# Directions
In full and without alteration, return the records below.

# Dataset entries
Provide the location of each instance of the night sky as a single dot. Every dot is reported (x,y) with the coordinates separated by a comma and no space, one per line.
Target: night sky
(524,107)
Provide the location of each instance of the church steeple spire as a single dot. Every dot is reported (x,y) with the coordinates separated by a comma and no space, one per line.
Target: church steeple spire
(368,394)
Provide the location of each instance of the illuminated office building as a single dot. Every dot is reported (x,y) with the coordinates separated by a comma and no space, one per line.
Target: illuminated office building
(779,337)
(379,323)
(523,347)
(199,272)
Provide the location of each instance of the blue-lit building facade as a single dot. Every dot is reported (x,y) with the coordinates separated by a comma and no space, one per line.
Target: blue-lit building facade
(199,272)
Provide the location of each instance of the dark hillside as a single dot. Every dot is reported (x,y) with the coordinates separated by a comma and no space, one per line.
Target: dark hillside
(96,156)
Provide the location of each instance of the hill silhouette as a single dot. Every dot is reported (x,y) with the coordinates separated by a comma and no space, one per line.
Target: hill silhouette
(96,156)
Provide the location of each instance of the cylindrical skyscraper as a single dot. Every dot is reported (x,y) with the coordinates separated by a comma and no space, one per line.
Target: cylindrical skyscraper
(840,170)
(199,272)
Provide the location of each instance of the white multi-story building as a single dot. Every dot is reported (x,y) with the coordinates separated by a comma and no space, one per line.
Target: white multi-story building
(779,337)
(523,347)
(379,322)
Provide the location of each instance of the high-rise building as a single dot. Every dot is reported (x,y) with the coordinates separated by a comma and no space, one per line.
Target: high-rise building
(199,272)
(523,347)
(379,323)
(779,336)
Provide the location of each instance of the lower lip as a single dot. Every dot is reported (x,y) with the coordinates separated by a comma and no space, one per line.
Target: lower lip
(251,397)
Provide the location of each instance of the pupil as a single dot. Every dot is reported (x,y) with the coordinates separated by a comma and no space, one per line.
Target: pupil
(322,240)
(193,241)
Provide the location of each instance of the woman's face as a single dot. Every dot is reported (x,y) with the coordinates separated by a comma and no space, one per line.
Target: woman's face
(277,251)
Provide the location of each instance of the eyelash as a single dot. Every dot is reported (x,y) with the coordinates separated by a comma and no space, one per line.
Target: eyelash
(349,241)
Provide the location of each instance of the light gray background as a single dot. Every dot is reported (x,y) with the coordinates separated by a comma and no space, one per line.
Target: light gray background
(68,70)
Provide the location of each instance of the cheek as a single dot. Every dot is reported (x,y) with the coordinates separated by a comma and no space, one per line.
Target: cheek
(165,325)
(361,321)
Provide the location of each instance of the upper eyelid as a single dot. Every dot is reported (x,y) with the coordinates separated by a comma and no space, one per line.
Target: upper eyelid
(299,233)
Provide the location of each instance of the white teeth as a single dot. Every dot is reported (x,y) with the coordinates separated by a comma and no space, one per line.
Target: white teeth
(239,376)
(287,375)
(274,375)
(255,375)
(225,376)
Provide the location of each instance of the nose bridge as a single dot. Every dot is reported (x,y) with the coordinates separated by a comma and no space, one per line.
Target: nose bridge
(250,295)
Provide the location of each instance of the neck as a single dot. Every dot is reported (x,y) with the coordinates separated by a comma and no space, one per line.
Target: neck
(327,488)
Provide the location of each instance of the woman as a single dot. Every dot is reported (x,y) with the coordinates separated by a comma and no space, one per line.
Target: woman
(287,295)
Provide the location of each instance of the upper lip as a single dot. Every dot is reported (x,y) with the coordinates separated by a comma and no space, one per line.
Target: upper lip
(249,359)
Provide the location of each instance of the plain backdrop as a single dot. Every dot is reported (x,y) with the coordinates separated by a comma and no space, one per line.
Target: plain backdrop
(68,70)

# Expected answer
Provide the location of each instance of the night sky as a single dot. Every dot is reported (x,y) with the coordinates separated by a comma and no space, one per line.
Target: night sky
(524,107)
Provide the location of each instance of the church steeple spire as a single dot. Every dot is reported (x,y) with the coordinates separated by a comma and no space, one per line.
Target: church steeple spire
(368,394)
Provide the location of each instance of the illuminated office building as a single dot. Every dot is reported (x,y) with the coordinates separated by a comma and no space, one per line.
Target: illuminated office building
(779,337)
(379,323)
(523,347)
(199,272)
Provide the location of each instance of the blue-lit building facade as a single dot. Every dot is reported (x,y) with the coordinates separated by a comma and no space, one per line.
Target: blue-lit building facade
(199,272)
Provide the location of each instance of the dark hillside as a single dot. Every dot is reported (x,y) with the coordinates separated by a comma and no space, one per line.
Target: dark hillside
(96,156)
Provide the location of each instance of the hill silhouette as a single dot. Every dot is reported (x,y) with the coordinates separated by a comma and no space, one per line.
Target: hill silhouette
(96,156)
Provide the location of each instance of the cylindrical skyscraper as a single dot. Every dot is reported (x,y) with the coordinates separated by a comma and no space, one per line.
Target: cylindrical skyscraper
(840,170)
(199,272)
Provide the location of each instance of the white multi-story building as a single dot. Every dot is reported (x,y) with the coordinates separated by a comma and no space, one per line.
Target: white multi-story building
(779,337)
(523,347)
(379,322)
Provide the location of each instance of the high-rise building as a single dot. Every dot is reported (x,y) with the coordinates separated by a comma and no space, one per line.
Target: high-rise building
(199,272)
(523,347)
(379,323)
(779,336)
Provide the location of each instance of the lower lip as a single dot. Every dot is reported (x,y) with the coordinates separated by a comma and no space, one per line.
Target: lower lip
(251,397)
Provide the location of each instance of the pupil as a single dot. Every dot is reported (x,y) with the coordinates separated by a comma and no space, one per line.
Target: pupil
(322,240)
(193,241)
Provide the location of each instance of the woman's face as a single dot. Every dot is reported (x,y) with the coordinates separated by a comma and no space, one per line.
Target: woman's face
(277,251)
Provide the location of each instance of the eyelash as a single dot. Every dot is reported (x,y) with the coordinates separated by a comma and no space, one per line.
Target: eyelash
(349,241)
Provide the location of each instance of the light gray background as a single dot. Every dot is reported (x,y) with the coordinates separated by a comma and no space, one per line.
Target: light gray background
(68,70)
Provide the location of each instance of the cheek as a single dot. Every dot is reported (x,y) with the coordinates separated by a comma and no space, one per line.
Target: cheek
(165,325)
(361,321)
Provide the location of each instance of the upper eyelid as a single dot. Every dot is reported (x,y) with the coordinates separated by a comma and no space, one per line.
Target: upper eyelid
(299,233)
Provide the location of each instance of the white teeth as a single dot. Every dot is reported (x,y) with the coordinates separated by a comma and no space, one per line.
Target: white teeth
(239,376)
(287,375)
(274,375)
(255,375)
(225,376)
Provide the location of each instance of the nose bridge as a single dot. Every dot is reported (x,y) with the coordinates separated by a comma and no space, one per line.
Target: nose bridge
(250,295)
Provide the location of each instance of the neck as a single dot. Every dot is reported (x,y) with the coordinates separated by a comma and no space, one per line.
Target: neck
(327,488)
Provide the location of each instance of the woman as a single dot. Every dot is reported (x,y) with the coordinates separated by a comma and no space, one per line.
Target: woman
(287,295)
Provide the location of each instance of the upper lip as a single dot. Every dot is reported (x,y) with the coordinates separated by a comma and no space, one per line.
Target: upper lip
(249,359)
Provide the location of each instance of the plain backdrop as a single dot. Every dot is reported (x,y) with the coordinates separated by a comma and no space, one per line.
Target: plain backdrop
(68,70)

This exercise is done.